● **Task statement**
Could you render every line of the records below as a two-column Markdown table, with "Row" holding the row number and "Record line" holding the line? Skip blank lines and leave the pictures out.

- - -

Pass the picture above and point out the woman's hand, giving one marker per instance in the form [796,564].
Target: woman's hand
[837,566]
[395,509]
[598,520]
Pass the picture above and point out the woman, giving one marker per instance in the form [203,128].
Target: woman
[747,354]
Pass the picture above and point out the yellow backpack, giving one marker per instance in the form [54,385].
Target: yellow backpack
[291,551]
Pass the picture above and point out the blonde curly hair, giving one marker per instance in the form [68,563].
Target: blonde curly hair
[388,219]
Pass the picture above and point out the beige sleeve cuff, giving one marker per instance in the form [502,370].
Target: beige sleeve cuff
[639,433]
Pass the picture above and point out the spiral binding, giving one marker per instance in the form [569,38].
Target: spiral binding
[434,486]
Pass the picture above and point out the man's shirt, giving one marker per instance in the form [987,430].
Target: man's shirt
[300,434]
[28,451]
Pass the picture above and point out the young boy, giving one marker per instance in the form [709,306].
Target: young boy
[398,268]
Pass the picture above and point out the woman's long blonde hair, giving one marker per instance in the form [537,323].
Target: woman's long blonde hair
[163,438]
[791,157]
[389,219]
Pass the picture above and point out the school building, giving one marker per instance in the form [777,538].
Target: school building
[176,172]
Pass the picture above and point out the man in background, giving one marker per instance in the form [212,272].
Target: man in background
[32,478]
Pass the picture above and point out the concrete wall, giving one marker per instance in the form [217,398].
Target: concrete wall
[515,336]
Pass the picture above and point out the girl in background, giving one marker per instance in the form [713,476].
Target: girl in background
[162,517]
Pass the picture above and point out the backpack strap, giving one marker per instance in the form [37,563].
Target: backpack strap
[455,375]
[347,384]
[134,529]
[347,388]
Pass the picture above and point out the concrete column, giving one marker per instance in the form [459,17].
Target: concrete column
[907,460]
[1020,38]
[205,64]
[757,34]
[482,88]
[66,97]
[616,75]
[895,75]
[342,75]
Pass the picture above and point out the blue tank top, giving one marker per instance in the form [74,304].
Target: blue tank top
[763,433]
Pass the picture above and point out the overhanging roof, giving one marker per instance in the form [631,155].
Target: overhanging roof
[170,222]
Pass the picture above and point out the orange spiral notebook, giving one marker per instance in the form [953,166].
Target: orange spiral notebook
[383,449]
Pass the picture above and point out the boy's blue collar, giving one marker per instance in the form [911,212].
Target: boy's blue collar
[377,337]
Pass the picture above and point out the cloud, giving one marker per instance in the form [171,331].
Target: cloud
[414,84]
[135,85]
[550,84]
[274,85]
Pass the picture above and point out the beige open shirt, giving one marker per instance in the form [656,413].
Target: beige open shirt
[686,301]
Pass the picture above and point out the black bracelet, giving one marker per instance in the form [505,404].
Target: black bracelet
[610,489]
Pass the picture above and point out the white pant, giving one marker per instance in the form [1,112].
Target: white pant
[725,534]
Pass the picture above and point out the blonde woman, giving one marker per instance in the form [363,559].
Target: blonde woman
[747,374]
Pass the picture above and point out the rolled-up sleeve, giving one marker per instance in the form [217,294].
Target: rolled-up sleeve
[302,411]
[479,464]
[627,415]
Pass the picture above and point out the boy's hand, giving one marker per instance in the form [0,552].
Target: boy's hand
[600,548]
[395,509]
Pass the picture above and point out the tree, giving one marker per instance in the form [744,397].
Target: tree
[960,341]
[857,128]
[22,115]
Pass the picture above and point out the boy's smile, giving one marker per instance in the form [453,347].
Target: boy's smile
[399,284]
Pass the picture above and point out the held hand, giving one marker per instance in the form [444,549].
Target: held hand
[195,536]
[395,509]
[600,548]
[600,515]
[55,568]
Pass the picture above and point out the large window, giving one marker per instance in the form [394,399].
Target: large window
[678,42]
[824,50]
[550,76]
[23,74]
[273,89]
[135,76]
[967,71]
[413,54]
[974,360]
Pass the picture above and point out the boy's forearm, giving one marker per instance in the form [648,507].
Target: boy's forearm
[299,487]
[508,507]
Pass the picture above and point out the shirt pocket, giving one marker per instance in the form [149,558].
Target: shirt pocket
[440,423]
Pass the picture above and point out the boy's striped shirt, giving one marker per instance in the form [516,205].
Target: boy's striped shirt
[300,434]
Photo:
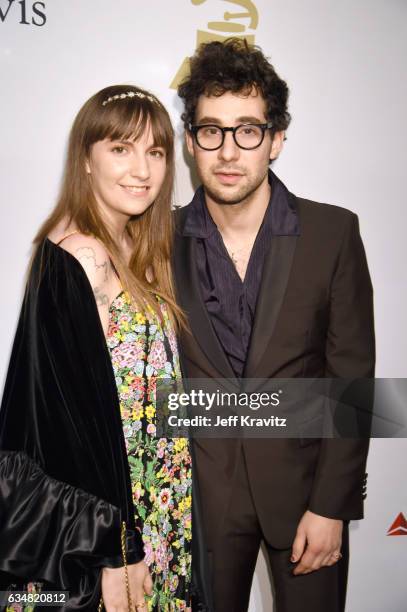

- - -

● **Exercise answer**
| Row | Record line |
|---|---|
| 1 | Pass the picture above and point out the woman's hand, giving one marker per instance in the form [796,564]. |
| 2 | Target: woman's hand |
| 3 | [837,566] |
| 4 | [395,509] |
| 5 | [598,520] |
| 6 | Pass the picture above and point out the woman, giving one marker per instance in the form [203,128]. |
| 7 | Target: woman |
| 8 | [747,354] |
| 9 | Pass the picture above and point out the yellow backpack, giving one marker per instance in the form [54,385]. |
| 10 | Target: yellow backpack |
| 11 | [291,551] |
| 12 | Pass the picture above and point out the blonde curly hair, giving one marker per instance in the form [68,563]. |
| 13 | Target: blonde curly hair |
| 14 | [388,219] |
| 15 | Pass the picture above and point out the beige sleeve cuff, giving one marker per instance in the form [502,370]. |
| 16 | Target: beige sleeve cuff |
| 17 | [639,433] |
| 18 | Pass the picture above and point out the spiral binding, giving one marker per instance in the form [569,38]. |
| 19 | Target: spiral binding |
| 20 | [434,486] |
| 21 | Pass the picture above and point out the man's shirt, giving one marker per instance in the form [987,430]. |
| 22 | Target: man's shirt |
| 23 | [300,434] |
| 24 | [28,451] |
| 25 | Pass the picture above and point out the young boy, giving one marker per instance in the form [709,306]. |
| 26 | Target: young boy |
| 27 | [398,268] |
| 28 | Pass the picture above and point out the woman's long blonde hair, giving one marker per instance in the form [537,323]. |
| 29 | Target: woman's long blonde hair |
| 30 | [163,438] |
| 31 | [791,157] |
| 32 | [389,219] |
| 33 | Pass the picture above and point out the school building, giving one marker per instance in the form [777,538]. |
| 34 | Target: school building |
| 35 | [176,172] |
| 36 | Pass the picture above and point out the man in background, giving one marker per instance in the form [212,272]. |
| 37 | Target: man in background |
| 38 | [32,478] |
| 39 | Pass the picture above and point out the concrete wall, giving one marker per instance in the form [217,398]. |
| 40 | Target: concrete wall |
| 41 | [515,336] |
| 42 | Pass the picture above and point out the girl in background, giving one marker per instance in the form [713,476]. |
| 43 | Target: girl in background |
| 44 | [162,517] |
| 45 | Pass the picture above and point out the backpack strap, giving one marker per instance in the form [37,563]. |
| 46 | Target: backpack strap |
| 47 | [455,375] |
| 48 | [347,384] |
| 49 | [134,529] |
| 50 | [347,388] |
| 51 | Pass the picture above and point out the concrete column, giving one marker per instance in the form [459,17]. |
| 52 | Target: concrete column |
| 53 | [907,460] |
| 54 | [1020,38] |
| 55 | [205,64] |
| 56 | [757,34] |
| 57 | [482,88] |
| 58 | [66,97] |
| 59 | [616,75] |
| 60 | [895,75] |
| 61 | [342,75] |
| 62 | Pass the picture above and point out the blue tank top, giving one marker per instance in the form [74,304]. |
| 63 | Target: blue tank top |
| 64 | [763,433] |
| 65 | Pass the picture above and point out the overhanging roof, giving one marker per instance in the form [631,155]. |
| 66 | Target: overhanging roof |
| 67 | [170,222] |
| 68 | Pass the picture above and point out the orange spiral notebook, giving one marker per instance in the form [953,166]. |
| 69 | Target: orange spiral notebook |
| 70 | [383,449] |
| 71 | Pass the picture above and point out the boy's blue collar, giving one marker per instance in the form [911,212]. |
| 72 | Target: boy's blue collar |
| 73 | [377,337] |
| 74 | Pass the picture above and point out the cloud, giving one marker per instance in the form [171,331]. |
| 75 | Target: cloud |
| 76 | [414,84] |
| 77 | [135,85] |
| 78 | [550,84] |
| 79 | [274,85] |
| 80 | Pass the picture above and point out the beige open shirt, giving one marker per instance in the form [656,413]. |
| 81 | Target: beige open shirt |
| 82 | [686,301] |
| 83 | Pass the picture above and point out the black bracelet, giving one marker per instance in the form [505,404]. |
| 84 | Target: black bracelet |
| 85 | [610,489] |
| 86 | Pass the picture above and point out the white pant, giving one marker per instance in the form [1,112]. |
| 87 | Target: white pant |
| 88 | [725,534] |
| 89 | Pass the picture above and point out the blonde woman, giving one marker per instance in the form [363,559]. |
| 90 | Target: blonde woman |
| 91 | [747,374] |
| 92 | Pass the picture above and point out the rolled-up sleeve, giving one marker per instance in the form [217,294]. |
| 93 | Target: rolled-up sleeve |
| 94 | [302,411] |
| 95 | [479,464] |
| 96 | [627,415] |
| 97 | Pass the picture above and point out the boy's hand, giving one marker per instance in the form [0,552]. |
| 98 | Target: boy's hand |
| 99 | [600,548] |
| 100 | [395,509] |
| 101 | Pass the picture above and point out the tree, giving one marker per instance in the form [744,397]. |
| 102 | Target: tree |
| 103 | [960,341] |
| 104 | [857,128] |
| 105 | [22,115] |
| 106 | Pass the picture above and point out the boy's smile, giving one marker per instance in the form [453,347]. |
| 107 | Target: boy's smile |
| 108 | [399,284] |
| 109 | Pass the picture above and point out the held hand, giving one marker per instance in the form [444,549]. |
| 110 | Target: held hand |
| 111 | [195,536] |
| 112 | [395,509] |
| 113 | [600,548] |
| 114 | [600,515] |
| 115 | [55,568] |
| 116 | Pass the picture above and point out the large window, giving one marker per instance in the form [394,399]. |
| 117 | Target: large window |
| 118 | [678,42] |
| 119 | [824,50] |
| 120 | [550,76] |
| 121 | [23,74] |
| 122 | [273,89] |
| 123 | [135,76] |
| 124 | [967,71] |
| 125 | [413,54] |
| 126 | [974,360] |
| 127 | Pass the picture above and point out the boy's forearm, giving one marker per instance in the form [648,507]. |
| 128 | Target: boy's forearm |
| 129 | [299,487] |
| 130 | [508,507] |
| 131 | Pass the picture above and point out the shirt pocket, giving one marker per instance in the form [149,558]. |
| 132 | Target: shirt pocket |
| 133 | [440,423] |
| 134 | Pass the picture above and point out the boy's striped shirt, giving one marker per instance in the form [516,205]. |
| 135 | Target: boy's striped shirt |
| 136 | [300,434] |
| 137 | Photo: |